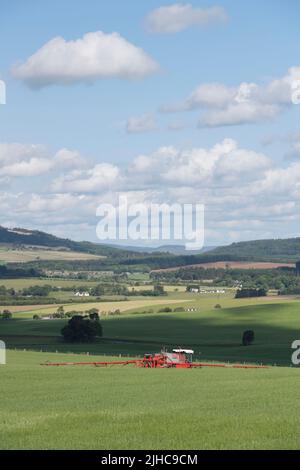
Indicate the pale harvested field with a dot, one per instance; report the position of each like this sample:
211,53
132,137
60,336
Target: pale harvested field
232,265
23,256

■ ■ ■ ■

- _Work to complete_: Output the listing exactly, pictures excluded.

- _Problem solution_:
Indicate the pale harvested field with a dot, one per instance; report the position of each like this sample:
211,53
132,137
60,336
Target: pale harvested field
232,265
23,256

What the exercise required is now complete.